* [What this task involves]:
Once the line containing "Point to the bench." is found in the material below, it and every line after it should be transcribed exactly, with pictures left out and nothing added.

* [Working data]:
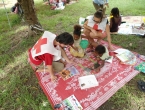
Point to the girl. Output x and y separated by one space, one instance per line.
115 21
76 50
97 27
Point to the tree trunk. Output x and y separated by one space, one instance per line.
30 16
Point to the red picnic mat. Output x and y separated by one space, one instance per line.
111 78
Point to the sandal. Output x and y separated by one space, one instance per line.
141 85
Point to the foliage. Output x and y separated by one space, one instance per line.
19 88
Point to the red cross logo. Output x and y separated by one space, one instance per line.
40 42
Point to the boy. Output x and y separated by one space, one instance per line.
102 54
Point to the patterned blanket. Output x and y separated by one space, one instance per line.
111 78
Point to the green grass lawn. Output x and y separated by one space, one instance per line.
19 88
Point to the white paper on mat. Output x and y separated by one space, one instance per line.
88 81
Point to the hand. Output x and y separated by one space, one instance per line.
76 49
111 48
97 70
53 78
64 62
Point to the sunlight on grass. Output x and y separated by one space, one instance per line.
19 85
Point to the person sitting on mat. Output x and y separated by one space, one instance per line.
46 54
97 27
102 54
76 50
115 20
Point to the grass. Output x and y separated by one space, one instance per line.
19 88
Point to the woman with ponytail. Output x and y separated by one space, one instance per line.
76 49
97 27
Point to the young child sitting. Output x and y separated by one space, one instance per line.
115 20
76 49
102 54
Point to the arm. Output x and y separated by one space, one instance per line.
86 26
110 22
120 20
107 4
108 37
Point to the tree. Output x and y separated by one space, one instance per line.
30 17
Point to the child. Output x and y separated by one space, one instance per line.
115 20
102 54
76 50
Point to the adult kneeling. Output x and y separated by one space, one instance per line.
46 55
97 27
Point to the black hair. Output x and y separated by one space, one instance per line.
77 30
99 14
65 38
100 49
115 12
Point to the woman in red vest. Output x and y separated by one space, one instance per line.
47 55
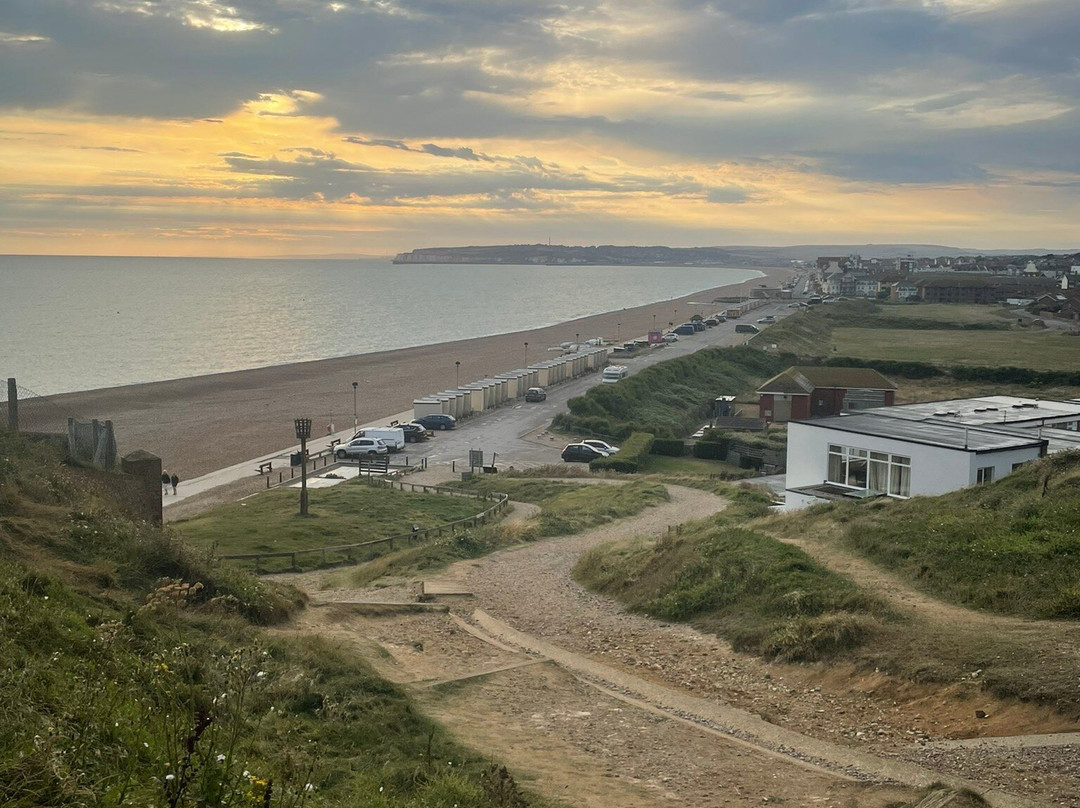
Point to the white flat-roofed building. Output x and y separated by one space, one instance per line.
926 449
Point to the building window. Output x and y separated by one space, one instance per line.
876 471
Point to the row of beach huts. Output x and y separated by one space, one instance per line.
504 388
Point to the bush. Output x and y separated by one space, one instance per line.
631 456
669 447
670 399
712 449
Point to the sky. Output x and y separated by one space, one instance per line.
257 128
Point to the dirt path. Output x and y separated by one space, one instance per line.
551 726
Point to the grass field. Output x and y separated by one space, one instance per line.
345 514
132 673
569 508
765 596
1037 350
961 314
1012 547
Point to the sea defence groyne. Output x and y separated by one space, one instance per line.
504 388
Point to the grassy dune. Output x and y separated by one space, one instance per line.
132 671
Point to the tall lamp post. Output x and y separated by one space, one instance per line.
304 432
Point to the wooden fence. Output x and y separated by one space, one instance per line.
406 539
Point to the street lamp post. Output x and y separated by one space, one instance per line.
304 432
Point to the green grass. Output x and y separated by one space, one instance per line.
1007 547
693 467
670 399
343 514
763 595
569 508
131 673
1036 350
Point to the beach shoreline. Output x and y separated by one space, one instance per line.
201 423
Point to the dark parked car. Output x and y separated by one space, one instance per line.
414 432
436 421
580 453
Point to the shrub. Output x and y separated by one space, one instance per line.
715 449
631 456
669 447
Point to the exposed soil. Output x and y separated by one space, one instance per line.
594 750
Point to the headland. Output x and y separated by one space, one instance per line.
202 423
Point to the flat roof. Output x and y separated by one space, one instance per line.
929 432
987 409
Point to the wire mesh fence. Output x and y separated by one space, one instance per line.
27 412
23 409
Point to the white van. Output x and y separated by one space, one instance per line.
393 436
613 373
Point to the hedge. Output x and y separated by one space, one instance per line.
669 447
711 449
632 454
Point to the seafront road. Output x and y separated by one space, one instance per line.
509 432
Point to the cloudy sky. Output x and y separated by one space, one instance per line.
322 126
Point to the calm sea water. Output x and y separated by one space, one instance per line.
79 323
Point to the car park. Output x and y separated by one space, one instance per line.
393 436
437 421
580 453
607 448
361 446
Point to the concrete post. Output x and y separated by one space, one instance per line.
12 405
147 469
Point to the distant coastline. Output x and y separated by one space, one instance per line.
584 256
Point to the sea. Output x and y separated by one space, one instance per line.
79 323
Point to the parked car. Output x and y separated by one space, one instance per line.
393 436
607 448
414 432
437 421
361 446
581 453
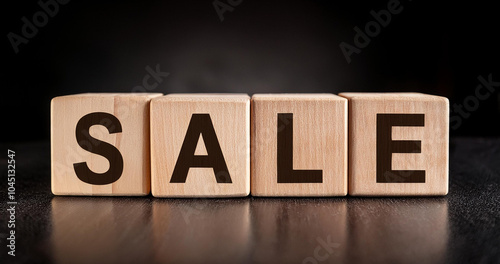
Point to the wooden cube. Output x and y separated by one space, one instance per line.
100 144
398 144
200 145
299 145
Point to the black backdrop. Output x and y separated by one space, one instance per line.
260 46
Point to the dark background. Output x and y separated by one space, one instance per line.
260 47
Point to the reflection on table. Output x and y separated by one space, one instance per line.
255 230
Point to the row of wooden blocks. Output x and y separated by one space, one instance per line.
231 145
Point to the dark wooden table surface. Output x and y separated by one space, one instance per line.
462 227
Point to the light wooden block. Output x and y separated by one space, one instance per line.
299 145
100 144
213 132
398 144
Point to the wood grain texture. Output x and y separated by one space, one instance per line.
433 137
171 116
132 111
319 143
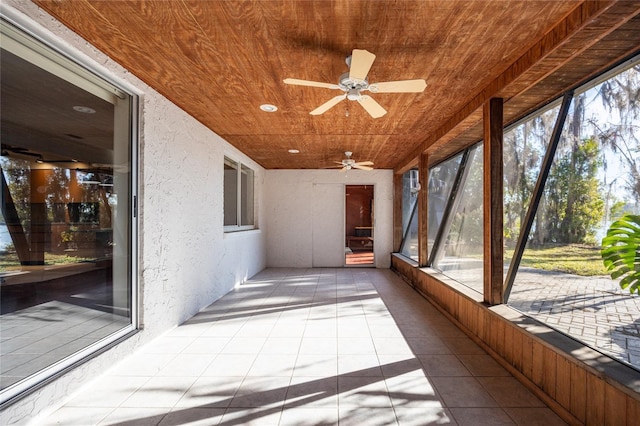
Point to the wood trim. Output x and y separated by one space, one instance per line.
571 25
423 219
567 378
493 201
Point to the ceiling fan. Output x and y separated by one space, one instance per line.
355 81
349 163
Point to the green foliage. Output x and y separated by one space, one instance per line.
576 206
576 259
620 252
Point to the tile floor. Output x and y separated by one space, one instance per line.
310 347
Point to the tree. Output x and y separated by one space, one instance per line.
574 204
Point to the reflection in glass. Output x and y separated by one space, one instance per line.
230 192
523 150
460 257
593 181
65 234
410 185
441 180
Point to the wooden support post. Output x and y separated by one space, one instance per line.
397 212
493 202
423 219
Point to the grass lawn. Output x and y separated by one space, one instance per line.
573 259
10 262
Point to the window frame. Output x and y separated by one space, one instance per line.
241 198
24 37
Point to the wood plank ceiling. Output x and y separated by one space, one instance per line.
220 60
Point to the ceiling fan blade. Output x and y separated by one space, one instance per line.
401 86
361 62
361 167
371 106
299 82
327 105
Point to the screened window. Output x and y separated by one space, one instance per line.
592 181
238 196
410 187
442 179
459 254
66 234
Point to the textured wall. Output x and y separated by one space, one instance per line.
288 201
185 260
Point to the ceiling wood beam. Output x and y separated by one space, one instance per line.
587 24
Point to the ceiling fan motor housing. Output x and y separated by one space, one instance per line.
347 84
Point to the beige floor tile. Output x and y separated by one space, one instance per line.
358 416
273 365
313 365
261 416
309 416
159 392
207 345
430 416
193 416
363 392
312 392
76 416
211 392
359 365
230 365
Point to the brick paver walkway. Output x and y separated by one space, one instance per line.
594 310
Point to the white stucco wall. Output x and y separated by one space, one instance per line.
185 259
288 212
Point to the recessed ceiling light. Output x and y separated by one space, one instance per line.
268 108
83 109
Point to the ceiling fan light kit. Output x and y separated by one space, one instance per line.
355 81
349 163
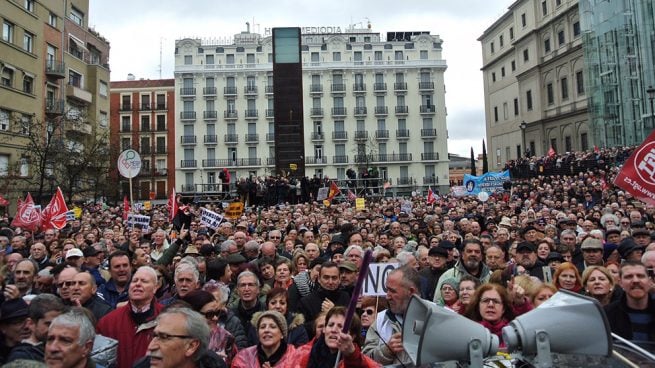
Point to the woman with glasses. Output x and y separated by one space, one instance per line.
493 306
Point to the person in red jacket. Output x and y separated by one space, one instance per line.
133 323
322 351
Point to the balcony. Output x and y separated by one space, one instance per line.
316 89
379 87
381 110
187 115
340 135
211 139
428 133
251 114
426 86
250 90
361 135
209 91
429 156
188 92
427 109
188 164
230 115
55 107
210 115
339 111
359 88
311 160
79 93
381 134
402 133
338 88
55 69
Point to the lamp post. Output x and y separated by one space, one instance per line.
523 126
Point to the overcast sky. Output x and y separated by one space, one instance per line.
136 29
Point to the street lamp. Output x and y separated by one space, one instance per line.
523 126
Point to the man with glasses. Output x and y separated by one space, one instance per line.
132 324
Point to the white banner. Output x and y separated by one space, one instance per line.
210 218
375 283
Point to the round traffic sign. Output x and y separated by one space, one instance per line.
129 163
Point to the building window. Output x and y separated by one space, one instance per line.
579 82
565 88
77 16
103 89
8 32
52 19
28 84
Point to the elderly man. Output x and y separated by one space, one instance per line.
384 338
180 340
132 323
70 341
84 295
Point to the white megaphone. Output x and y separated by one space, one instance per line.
432 334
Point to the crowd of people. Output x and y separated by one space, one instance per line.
271 288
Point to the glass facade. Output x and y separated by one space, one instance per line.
619 46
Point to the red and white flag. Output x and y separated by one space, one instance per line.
431 197
54 214
173 206
637 176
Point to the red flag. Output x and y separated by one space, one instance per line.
54 214
431 198
334 191
173 206
126 207
27 216
551 152
637 176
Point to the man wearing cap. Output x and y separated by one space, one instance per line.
437 258
13 325
592 253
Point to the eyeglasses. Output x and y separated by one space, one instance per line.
161 336
491 301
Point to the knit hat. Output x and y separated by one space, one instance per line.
276 316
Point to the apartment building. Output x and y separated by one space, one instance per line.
369 102
534 81
142 118
54 76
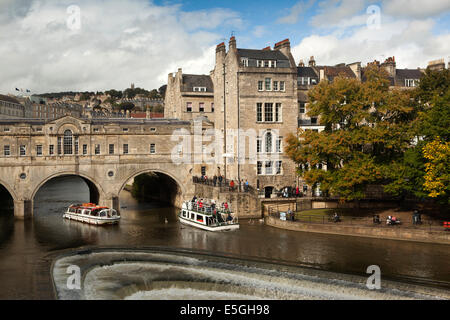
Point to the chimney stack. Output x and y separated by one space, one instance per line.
232 44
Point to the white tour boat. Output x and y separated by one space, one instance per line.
91 213
208 217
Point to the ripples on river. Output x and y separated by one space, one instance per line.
24 268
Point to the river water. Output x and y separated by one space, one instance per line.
27 248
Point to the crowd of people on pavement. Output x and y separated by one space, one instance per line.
219 181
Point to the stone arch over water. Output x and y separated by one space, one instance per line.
170 190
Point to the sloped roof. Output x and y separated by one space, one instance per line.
306 72
261 54
332 72
408 74
8 99
196 80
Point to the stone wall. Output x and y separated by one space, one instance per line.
363 231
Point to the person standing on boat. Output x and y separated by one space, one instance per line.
226 206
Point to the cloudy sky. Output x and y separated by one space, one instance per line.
95 45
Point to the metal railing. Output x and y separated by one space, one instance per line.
425 224
224 184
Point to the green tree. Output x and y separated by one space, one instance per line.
367 128
407 175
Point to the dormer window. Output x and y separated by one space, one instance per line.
411 82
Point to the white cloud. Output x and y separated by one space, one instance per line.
259 31
333 12
410 41
295 12
119 43
415 8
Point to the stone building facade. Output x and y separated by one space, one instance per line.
11 108
253 99
189 96
106 153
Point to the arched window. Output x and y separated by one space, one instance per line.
268 143
68 142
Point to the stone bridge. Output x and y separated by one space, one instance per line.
105 153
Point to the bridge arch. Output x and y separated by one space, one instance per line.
179 192
96 192
10 190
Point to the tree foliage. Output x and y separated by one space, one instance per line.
437 167
373 134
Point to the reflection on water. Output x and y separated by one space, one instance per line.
24 268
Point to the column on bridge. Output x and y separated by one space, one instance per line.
23 209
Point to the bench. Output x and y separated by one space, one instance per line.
447 225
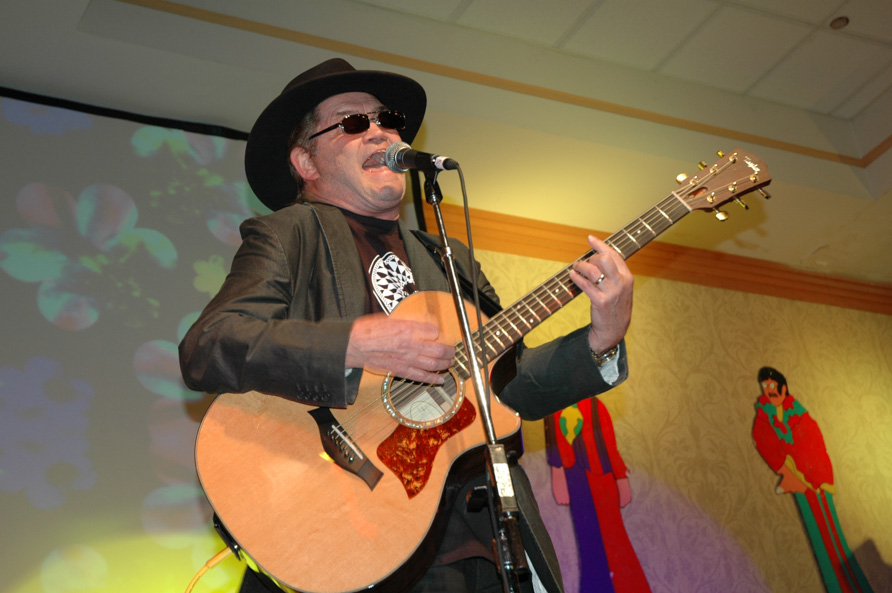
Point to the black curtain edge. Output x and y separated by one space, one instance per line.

* [Solution to this problem]:
Point to the bench. Output x and y separated by one space, one instance per line.
447 225
Point to the black curtain edge. Output x and y separated by one space, one instance per line.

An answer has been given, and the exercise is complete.